### The task
Rewrite the material from the line containing "Task: locate the long" down to the line containing "[(234, 47)]", with "pole" replaced by "rod" throughout and nothing else changed.

### Listing
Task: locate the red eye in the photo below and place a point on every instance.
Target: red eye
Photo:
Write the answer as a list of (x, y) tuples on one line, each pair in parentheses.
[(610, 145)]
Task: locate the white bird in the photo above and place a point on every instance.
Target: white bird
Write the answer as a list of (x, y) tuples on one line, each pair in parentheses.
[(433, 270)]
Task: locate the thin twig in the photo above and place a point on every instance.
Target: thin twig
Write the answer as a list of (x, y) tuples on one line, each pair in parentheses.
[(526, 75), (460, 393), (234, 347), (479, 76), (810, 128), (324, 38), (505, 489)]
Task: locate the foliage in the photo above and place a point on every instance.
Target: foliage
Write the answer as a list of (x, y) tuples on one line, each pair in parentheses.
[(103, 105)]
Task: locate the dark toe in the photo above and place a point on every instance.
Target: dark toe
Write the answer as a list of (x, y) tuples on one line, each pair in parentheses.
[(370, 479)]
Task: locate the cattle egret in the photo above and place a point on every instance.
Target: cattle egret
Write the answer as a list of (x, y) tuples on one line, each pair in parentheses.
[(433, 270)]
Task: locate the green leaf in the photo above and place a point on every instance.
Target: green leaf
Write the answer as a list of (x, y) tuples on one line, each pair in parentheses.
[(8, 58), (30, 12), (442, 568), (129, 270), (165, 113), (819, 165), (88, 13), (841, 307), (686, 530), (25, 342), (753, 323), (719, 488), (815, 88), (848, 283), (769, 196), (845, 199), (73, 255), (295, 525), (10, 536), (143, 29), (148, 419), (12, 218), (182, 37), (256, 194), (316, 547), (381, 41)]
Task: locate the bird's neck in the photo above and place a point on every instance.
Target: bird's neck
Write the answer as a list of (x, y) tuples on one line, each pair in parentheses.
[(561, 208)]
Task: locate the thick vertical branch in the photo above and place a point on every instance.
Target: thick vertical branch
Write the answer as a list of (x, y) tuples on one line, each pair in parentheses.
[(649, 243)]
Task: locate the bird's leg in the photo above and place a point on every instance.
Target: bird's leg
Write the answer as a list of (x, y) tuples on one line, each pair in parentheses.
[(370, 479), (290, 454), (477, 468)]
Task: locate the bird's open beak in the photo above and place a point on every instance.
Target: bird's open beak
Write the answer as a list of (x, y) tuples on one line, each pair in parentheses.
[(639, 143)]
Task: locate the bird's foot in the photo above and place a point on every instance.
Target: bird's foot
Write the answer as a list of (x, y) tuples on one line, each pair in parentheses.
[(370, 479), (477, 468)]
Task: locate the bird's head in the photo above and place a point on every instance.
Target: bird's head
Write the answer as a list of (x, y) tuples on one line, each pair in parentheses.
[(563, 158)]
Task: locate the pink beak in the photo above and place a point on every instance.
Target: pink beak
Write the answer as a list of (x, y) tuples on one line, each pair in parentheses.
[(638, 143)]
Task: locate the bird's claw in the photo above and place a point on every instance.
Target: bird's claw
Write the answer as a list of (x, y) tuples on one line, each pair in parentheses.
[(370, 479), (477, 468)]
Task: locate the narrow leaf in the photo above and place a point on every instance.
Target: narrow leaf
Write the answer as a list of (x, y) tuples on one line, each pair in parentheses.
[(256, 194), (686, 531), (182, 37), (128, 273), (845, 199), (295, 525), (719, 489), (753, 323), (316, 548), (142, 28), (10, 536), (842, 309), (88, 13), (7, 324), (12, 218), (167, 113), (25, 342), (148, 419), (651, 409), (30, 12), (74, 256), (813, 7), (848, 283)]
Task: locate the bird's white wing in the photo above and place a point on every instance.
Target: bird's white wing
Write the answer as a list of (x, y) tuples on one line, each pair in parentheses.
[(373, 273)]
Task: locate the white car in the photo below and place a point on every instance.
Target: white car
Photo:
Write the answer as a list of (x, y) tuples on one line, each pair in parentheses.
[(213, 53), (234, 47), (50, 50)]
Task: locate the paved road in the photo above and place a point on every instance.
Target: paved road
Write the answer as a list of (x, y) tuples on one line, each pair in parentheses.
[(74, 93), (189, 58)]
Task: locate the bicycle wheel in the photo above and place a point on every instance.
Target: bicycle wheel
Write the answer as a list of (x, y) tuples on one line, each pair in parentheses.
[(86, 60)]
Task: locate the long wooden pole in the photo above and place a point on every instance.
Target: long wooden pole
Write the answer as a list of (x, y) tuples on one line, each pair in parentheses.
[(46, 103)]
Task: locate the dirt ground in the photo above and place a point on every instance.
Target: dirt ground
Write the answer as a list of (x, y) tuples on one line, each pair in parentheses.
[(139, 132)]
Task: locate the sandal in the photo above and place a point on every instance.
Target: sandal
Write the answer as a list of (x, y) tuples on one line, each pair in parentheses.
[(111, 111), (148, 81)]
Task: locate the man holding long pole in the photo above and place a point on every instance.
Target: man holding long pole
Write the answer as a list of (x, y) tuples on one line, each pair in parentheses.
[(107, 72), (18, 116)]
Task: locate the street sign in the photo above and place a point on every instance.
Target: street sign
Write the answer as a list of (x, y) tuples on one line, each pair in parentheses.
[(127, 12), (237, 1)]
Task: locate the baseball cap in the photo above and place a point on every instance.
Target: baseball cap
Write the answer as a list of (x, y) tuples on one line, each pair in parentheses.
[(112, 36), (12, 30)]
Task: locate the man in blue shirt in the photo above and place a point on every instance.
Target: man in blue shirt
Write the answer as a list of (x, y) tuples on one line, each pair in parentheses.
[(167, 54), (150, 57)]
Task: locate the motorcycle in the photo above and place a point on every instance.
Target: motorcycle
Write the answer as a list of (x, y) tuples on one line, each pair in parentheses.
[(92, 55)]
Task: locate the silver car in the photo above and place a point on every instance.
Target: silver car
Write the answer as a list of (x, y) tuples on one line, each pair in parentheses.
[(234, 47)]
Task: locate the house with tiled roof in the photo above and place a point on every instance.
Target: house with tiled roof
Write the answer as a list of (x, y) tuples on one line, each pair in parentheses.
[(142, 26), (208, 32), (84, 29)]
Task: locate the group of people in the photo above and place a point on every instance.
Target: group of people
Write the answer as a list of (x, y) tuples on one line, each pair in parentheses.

### Result
Task: locate the long wooden rod in the photo above and place a point on every instance.
Target: long wooden rod
Write the answer as a list of (x, y) tuples on one line, each pair in parentheses.
[(46, 103)]
Task: locate the dirt ground in the photo above and place a point on every instance.
Target: dirt ground
Write the answer as a list of (x, y) tuples on one line, each pair in parentheses.
[(139, 132)]
Task: locate the sandal in the photo above and place a point on every instance.
Target: sandal
Write the answer as a list of (x, y) tuples on one line, each pair in parentheses.
[(111, 111), (148, 81)]
Task: locate the man holding long rod in the photo above and place a point on every instance.
Target: man holding long rod
Write the answer as a list of (x, y) tuples on one line, each pair in parentheses.
[(107, 72), (18, 116)]
Task: locate the street sign in the photo above and place a point on every instance.
Target: street sign
Write the answer as a list of (x, y) tuples on one line, each pair in parentheses.
[(127, 12), (237, 1)]
Task: locate the baseball cap in the photo above and place a point on every instance.
Target: baseball cap
Write the answer as a list of (x, y) tuples on one line, each pair in parentheses.
[(112, 36), (12, 30)]
Task: locate the man in blue shirt in the photo above and place a point on every instance.
Target: man in blue shirt
Write the answer as a list of (x, y) tuples on one line, each pair in parentheses.
[(167, 54), (150, 57)]
Task: locate the motorcycle in the photo above and place a point on every instance.
Target: motorcycle
Write the answer as a list of (x, y) tuples on one line, each pair in parentheses.
[(92, 55)]
Task: locate the silver car in the photo above and place a point on every instance.
Target: silver car
Write the answer as a list of (x, y) tuples on one line, each pair in parentheses.
[(234, 47)]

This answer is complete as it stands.